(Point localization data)
________________
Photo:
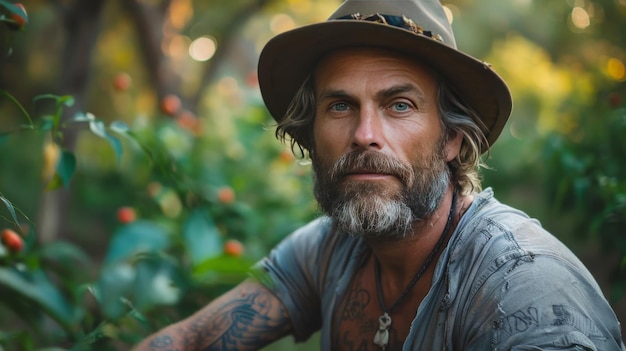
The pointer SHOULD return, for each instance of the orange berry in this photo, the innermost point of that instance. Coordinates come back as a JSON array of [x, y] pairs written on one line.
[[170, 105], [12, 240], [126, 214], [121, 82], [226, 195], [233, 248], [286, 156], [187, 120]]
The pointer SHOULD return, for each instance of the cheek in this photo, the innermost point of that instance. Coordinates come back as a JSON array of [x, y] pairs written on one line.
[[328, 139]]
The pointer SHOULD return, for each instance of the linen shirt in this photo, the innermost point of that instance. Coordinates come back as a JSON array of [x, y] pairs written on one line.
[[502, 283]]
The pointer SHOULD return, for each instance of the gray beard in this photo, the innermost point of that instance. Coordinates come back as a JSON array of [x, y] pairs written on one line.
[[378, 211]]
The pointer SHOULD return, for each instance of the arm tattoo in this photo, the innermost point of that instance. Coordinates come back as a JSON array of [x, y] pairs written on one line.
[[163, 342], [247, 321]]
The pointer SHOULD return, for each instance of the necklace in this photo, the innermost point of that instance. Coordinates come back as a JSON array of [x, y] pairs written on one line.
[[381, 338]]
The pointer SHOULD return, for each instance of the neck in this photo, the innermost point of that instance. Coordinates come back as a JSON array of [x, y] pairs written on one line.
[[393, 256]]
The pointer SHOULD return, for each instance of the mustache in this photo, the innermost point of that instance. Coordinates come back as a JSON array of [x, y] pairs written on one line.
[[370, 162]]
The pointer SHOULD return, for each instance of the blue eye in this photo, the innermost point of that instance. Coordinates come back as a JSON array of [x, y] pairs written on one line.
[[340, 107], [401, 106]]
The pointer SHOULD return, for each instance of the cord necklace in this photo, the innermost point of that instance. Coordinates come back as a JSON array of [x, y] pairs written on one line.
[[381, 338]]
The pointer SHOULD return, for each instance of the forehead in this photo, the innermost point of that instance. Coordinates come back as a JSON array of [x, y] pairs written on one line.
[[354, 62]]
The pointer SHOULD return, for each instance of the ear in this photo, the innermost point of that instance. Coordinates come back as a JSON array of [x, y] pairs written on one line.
________________
-- PROBLEM STATEMENT --
Each record should be given again exactly, with no picture carried over.

-- ANSWER SPACE --
Photo:
The pointer SHOULD return, for each instance of the orange berry in this photo, the innermost point of that instance. Coordinates come back as a JSON array of [x, y] pairs written on one line.
[[170, 105], [12, 240], [126, 214], [121, 82], [226, 195], [233, 248], [286, 156], [187, 120]]
The pointer SHOULD return, for each instance of the cheek in this photo, the innermost point of that instance. Coordinates come back as a JSON array of [x, y] pairs written on one line.
[[328, 139]]
The pointer SHOULD return, for each instance of the linen shirt in this photo, the innermost point of that instance. Coordinates come back as a JSON array of [x, y] pairs written on one line.
[[502, 283]]
The pointer SHOULD return, for each instance of the gray beard in this photo, the innermost point of that instance. Coordinates come back as a JSON array of [x, y] pairs written on one line.
[[378, 211]]
The pointer SHOULD return, for each instance of the arm tattoo in this photo, the innermost point of that instance. Coordinates come back as a JSON array of [x, y] pairs written on one line.
[[163, 342], [247, 321]]
The pointer SHOULD return, for each instance of the necklace in this photo, the innermost point of that instance. Coordinates come back as a JSON array of [x, y] pairs written on one line.
[[381, 338]]
The pointer SHOULD return, for each instance of the neck in this photo, the innermost point of that instance. Coordinates come back as a JSON array of [x, y] pairs written on one line.
[[393, 256]]
The pointer SHOULD return, for each instance of the mustache in this photo, the innermost point of that instance. Coordinates come back as a JSON array of [x, y] pairs written on one line.
[[370, 162]]
The pointer SHOULD return, for each instance of the blue eye in this photo, the innermost point of that instance. Coordinates come back as a JSON array of [x, y] pairs written on one line.
[[340, 107], [401, 106]]
The pointer SHOULD return, for each instance of the cord necklace in this photo, the innermost point of that instance. Coordinates come back as a JSON array of [x, y] pairs written on one line.
[[381, 338]]
The pointer SHOULD return, for each instance of the forehead in this photo, the innermost point of that instance. Coordinates come back as a JSON array of [x, y] pairs written on one line.
[[354, 62]]
The pointer SHOULD return, for each instance of the ear in this photo, the innermost point of that instance. Coordinates come back as a JSON array of [x, y] pairs written on one line.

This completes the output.